- INSTRUCTIONS FOR THE TASK
Reproduce the stretch of rows from the line containing "[tag] blue jeans (a dot for each instance)" through the end of the rows, substituting "denim pants" for "blue jeans" and keeping everything else the same.

┌─ SUPPLIED DATA

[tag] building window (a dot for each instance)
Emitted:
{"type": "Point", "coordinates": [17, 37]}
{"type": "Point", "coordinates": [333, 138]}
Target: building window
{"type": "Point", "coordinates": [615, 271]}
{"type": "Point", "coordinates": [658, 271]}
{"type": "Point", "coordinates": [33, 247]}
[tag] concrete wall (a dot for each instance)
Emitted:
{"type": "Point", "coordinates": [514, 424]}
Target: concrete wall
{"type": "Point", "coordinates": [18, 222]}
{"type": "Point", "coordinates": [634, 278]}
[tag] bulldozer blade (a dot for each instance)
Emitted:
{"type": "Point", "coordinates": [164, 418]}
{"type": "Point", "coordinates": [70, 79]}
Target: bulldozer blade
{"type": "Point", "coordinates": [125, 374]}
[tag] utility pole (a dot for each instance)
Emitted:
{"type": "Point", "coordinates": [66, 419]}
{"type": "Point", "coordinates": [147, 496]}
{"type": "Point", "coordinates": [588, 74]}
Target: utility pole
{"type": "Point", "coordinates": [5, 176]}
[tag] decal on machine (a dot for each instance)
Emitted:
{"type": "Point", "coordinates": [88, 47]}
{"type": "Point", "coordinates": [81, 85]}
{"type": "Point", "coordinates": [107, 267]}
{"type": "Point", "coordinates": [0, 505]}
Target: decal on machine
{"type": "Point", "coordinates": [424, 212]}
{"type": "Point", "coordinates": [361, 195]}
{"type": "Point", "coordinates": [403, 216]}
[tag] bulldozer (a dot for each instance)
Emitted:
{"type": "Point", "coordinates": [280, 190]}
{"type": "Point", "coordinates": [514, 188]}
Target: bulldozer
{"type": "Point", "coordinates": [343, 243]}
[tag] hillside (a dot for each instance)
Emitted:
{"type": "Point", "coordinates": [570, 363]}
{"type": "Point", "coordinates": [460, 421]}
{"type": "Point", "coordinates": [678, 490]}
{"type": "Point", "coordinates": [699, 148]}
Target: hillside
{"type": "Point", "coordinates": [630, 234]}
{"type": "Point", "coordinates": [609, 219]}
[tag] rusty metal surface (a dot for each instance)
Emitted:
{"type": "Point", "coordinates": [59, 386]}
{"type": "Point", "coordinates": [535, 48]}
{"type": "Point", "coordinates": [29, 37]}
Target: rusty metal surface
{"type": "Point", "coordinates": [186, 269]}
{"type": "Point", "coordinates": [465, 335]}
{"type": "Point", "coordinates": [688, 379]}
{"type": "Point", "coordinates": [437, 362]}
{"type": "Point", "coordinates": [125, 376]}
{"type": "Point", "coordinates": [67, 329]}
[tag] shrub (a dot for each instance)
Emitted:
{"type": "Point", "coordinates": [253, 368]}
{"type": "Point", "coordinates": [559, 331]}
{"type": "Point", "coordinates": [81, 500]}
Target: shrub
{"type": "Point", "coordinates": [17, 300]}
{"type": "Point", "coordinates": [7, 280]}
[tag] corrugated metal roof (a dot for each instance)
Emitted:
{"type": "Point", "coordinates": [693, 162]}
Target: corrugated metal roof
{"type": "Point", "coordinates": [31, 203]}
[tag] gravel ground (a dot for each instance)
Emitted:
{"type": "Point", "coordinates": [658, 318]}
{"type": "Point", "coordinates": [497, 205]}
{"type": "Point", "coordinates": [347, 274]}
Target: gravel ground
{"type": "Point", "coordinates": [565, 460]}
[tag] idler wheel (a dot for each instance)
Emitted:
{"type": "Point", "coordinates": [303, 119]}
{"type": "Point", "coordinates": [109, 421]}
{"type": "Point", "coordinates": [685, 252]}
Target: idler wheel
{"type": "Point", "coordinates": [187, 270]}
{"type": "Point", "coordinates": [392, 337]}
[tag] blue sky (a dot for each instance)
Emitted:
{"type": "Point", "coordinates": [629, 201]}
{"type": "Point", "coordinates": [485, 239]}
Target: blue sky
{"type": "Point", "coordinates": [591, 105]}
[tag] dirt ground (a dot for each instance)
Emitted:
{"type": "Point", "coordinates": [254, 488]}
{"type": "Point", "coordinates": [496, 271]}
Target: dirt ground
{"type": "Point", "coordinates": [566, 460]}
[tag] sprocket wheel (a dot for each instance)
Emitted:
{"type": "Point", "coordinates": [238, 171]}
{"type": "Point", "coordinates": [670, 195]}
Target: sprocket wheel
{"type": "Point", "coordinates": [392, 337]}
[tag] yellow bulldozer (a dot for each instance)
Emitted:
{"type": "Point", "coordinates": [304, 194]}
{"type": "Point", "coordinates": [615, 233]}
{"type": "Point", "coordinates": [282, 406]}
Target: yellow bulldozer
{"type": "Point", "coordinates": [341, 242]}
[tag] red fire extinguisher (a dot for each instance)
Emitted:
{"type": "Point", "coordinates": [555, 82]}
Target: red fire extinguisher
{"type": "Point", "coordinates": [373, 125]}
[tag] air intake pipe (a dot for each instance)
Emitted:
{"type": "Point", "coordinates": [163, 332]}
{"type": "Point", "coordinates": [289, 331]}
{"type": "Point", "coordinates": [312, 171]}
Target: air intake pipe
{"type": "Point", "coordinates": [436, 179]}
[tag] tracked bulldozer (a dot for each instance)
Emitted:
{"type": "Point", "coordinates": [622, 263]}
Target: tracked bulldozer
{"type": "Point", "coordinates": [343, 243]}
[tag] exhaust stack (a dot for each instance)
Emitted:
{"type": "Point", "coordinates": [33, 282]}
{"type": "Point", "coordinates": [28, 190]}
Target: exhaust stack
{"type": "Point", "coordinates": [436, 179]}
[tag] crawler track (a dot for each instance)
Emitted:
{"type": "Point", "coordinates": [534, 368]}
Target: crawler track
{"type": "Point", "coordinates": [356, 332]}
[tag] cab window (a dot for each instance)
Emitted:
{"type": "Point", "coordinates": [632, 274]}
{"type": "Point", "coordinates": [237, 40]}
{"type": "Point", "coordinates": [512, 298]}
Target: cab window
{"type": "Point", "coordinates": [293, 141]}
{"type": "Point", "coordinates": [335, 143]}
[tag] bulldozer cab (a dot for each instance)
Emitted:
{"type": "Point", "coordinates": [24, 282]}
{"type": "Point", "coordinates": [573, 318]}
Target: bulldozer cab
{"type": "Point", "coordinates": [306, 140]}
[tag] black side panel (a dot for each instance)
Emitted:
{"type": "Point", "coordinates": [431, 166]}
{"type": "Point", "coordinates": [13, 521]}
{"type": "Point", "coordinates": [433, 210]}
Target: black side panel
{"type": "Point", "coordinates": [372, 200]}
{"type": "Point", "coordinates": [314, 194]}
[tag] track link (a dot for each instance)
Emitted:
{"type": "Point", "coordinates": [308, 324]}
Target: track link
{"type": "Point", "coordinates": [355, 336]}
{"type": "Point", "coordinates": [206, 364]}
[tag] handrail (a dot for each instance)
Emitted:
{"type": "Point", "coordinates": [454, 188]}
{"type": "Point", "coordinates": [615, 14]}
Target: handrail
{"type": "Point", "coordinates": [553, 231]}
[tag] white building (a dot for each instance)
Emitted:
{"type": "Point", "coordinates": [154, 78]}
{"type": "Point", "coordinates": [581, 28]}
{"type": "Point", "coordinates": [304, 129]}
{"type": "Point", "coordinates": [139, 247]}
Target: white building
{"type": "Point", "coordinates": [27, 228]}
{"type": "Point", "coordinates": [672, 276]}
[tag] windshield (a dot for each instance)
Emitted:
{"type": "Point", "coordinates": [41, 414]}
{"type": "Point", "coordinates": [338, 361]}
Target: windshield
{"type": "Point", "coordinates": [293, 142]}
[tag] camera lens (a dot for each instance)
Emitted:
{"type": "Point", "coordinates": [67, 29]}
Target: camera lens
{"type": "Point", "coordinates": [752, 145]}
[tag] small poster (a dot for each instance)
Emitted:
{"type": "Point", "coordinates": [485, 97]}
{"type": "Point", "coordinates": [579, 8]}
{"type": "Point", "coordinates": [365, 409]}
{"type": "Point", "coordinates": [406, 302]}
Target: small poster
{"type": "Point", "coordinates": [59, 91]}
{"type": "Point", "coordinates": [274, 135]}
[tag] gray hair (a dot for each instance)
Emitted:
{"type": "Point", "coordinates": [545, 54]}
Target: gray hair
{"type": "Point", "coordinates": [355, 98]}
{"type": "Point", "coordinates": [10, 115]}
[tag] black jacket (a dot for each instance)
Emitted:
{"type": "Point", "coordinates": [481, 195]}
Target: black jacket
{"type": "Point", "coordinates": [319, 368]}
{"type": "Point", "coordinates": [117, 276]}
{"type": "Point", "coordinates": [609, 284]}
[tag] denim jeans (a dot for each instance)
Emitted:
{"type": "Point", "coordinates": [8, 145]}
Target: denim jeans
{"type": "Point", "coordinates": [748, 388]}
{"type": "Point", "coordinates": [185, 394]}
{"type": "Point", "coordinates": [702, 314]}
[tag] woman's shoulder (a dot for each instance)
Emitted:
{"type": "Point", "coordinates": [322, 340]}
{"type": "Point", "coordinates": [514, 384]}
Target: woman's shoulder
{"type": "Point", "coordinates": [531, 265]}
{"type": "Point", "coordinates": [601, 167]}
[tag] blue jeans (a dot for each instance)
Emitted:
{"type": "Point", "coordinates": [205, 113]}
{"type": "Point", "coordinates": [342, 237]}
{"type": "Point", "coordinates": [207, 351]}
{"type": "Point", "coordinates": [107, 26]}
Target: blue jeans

└─

- THE SOLUTION
[tag] denim pants (a dot for each instance)
Emitted:
{"type": "Point", "coordinates": [205, 113]}
{"type": "Point", "coordinates": [342, 237]}
{"type": "Point", "coordinates": [207, 351]}
{"type": "Point", "coordinates": [107, 26]}
Target: denim pants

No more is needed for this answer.